* **Instructions to follow**: Collect all lines from the listing that include the string "below".
************
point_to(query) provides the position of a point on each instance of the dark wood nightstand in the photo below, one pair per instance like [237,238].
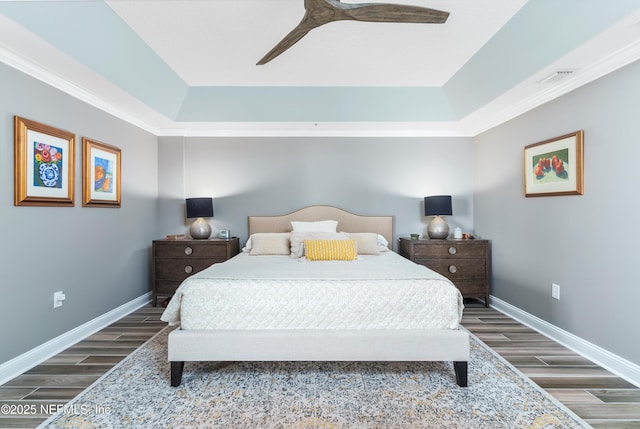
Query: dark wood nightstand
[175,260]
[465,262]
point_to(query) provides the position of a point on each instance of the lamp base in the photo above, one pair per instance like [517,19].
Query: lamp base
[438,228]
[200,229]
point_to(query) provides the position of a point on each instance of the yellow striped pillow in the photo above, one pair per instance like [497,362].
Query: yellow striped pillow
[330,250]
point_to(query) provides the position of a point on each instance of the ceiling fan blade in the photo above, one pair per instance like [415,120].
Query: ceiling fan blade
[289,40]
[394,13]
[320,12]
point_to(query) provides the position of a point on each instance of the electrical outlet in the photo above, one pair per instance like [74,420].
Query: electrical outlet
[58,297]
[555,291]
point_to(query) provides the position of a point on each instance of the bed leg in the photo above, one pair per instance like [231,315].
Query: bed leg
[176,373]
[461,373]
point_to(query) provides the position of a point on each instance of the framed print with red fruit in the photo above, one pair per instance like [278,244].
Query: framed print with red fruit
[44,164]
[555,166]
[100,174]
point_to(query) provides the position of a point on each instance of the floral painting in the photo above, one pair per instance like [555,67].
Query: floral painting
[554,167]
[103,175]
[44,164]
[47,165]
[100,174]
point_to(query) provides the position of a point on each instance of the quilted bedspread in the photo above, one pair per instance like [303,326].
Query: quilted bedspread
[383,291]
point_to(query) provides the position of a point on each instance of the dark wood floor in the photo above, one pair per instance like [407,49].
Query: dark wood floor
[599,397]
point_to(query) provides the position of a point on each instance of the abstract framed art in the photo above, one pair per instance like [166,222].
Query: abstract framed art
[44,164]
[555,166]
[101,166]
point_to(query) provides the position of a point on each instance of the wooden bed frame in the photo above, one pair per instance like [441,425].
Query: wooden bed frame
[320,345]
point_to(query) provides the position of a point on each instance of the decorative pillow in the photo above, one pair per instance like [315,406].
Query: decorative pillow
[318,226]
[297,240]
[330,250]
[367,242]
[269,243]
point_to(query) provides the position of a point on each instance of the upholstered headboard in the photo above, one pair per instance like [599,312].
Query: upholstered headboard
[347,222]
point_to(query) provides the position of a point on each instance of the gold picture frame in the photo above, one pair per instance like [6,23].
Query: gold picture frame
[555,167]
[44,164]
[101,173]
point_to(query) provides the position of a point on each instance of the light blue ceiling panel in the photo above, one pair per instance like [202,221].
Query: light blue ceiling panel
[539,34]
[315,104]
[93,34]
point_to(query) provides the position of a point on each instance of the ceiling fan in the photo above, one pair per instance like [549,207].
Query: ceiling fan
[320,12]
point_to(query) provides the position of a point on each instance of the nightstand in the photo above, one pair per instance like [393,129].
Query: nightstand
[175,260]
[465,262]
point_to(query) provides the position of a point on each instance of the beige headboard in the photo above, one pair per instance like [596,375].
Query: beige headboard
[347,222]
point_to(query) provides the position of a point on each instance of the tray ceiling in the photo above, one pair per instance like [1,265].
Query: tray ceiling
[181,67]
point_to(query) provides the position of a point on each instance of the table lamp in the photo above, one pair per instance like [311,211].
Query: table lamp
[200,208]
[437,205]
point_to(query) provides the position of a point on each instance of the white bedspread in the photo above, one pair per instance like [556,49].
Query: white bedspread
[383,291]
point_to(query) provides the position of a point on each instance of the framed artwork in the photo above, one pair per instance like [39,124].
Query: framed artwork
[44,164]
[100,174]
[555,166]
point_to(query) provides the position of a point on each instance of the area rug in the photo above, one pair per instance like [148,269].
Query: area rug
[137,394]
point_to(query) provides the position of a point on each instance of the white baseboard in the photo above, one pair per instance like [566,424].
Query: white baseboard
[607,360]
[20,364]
************
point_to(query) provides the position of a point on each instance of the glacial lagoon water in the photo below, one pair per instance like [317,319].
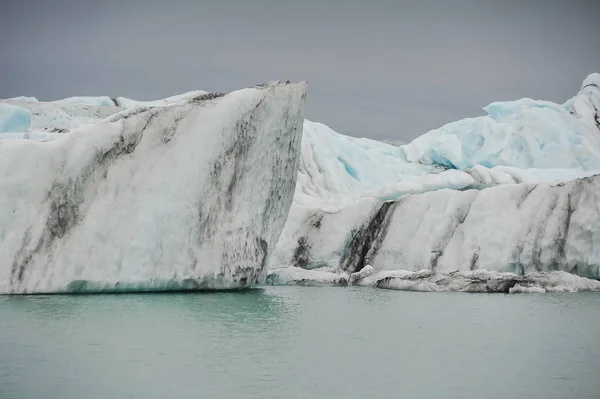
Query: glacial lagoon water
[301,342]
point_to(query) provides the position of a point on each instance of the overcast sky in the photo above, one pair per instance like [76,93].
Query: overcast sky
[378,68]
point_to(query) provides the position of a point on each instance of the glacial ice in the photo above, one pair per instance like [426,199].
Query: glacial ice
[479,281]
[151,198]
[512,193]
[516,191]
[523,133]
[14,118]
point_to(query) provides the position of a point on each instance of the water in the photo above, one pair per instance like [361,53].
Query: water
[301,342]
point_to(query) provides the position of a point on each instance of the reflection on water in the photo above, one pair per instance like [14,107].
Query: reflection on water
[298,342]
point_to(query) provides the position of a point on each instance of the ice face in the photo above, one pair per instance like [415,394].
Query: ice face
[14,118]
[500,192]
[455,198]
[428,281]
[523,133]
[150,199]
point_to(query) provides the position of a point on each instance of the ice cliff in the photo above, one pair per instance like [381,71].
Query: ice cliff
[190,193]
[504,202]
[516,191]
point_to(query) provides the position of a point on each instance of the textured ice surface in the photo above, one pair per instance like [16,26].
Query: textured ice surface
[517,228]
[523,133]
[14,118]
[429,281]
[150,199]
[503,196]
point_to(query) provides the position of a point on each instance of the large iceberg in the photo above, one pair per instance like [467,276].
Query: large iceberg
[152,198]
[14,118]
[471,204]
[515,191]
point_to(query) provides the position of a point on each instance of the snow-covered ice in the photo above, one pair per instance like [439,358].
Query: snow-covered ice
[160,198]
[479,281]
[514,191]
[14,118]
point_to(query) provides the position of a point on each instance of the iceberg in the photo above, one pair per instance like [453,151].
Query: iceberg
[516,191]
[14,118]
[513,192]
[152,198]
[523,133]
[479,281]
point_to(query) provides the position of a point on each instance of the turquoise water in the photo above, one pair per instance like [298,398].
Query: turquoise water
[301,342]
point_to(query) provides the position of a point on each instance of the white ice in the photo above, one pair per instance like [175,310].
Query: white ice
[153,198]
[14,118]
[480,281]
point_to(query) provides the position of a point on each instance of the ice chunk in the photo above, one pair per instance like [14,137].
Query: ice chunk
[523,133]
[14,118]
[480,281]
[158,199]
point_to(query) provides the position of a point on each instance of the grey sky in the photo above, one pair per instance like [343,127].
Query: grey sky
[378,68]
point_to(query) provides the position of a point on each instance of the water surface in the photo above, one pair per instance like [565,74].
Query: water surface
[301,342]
************
* **Exercise solution**:
point_to(query) provides the position of a point on each instance of the dark wood nightstand in the photo below, one pair per instance like [237,238].
point_to(query) provides the position of a point on each instance of the glacial lagoon water in the photo below, one pair per instance like [317,319].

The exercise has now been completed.